Take the data from its first line. Print each line exactly until the line containing "positive clicks: (113, 198) (198, 185)" has been printed too.

(Stored data)

"""

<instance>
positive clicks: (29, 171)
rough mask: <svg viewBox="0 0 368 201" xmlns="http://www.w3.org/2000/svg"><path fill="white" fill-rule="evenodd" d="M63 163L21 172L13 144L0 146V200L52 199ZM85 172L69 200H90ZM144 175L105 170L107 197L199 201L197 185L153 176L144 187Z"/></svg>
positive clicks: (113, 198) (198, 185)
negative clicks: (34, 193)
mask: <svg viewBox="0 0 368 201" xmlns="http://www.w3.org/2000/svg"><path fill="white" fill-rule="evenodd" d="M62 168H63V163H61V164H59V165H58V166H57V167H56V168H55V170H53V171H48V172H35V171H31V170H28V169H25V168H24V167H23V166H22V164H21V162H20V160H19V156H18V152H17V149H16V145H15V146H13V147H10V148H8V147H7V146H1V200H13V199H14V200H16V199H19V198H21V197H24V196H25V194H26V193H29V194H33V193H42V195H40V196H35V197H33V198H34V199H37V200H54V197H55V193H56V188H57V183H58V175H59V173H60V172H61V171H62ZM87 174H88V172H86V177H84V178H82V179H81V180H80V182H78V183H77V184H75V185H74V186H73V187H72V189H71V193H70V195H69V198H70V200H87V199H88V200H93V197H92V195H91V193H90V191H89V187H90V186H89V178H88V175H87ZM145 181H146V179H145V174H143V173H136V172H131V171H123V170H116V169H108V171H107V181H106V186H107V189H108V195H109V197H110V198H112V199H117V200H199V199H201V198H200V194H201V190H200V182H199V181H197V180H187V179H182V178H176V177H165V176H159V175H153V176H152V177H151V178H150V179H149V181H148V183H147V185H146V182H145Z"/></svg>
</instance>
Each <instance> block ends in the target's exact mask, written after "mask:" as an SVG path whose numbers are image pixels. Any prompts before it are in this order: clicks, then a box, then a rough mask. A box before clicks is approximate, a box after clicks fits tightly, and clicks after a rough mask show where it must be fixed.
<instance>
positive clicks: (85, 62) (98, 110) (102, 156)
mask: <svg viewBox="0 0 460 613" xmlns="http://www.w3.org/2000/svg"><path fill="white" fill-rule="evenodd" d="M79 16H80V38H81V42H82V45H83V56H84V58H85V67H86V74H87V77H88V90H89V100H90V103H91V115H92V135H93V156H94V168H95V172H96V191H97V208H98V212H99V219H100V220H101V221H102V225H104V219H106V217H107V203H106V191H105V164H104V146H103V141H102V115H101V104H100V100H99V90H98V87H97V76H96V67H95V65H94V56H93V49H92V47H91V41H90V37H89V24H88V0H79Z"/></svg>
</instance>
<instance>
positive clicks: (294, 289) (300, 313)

"""

▸ Answer for this exercise:
<instance>
positive clicks: (29, 171)
rough mask: <svg viewBox="0 0 368 201" xmlns="http://www.w3.org/2000/svg"><path fill="white" fill-rule="evenodd" d="M63 163L21 172L13 144L0 146V200L52 199ZM85 172L69 200H90ZM144 175L105 170L107 197L199 201L197 185L153 176L144 187Z"/></svg>
positive clicks: (113, 198) (198, 185)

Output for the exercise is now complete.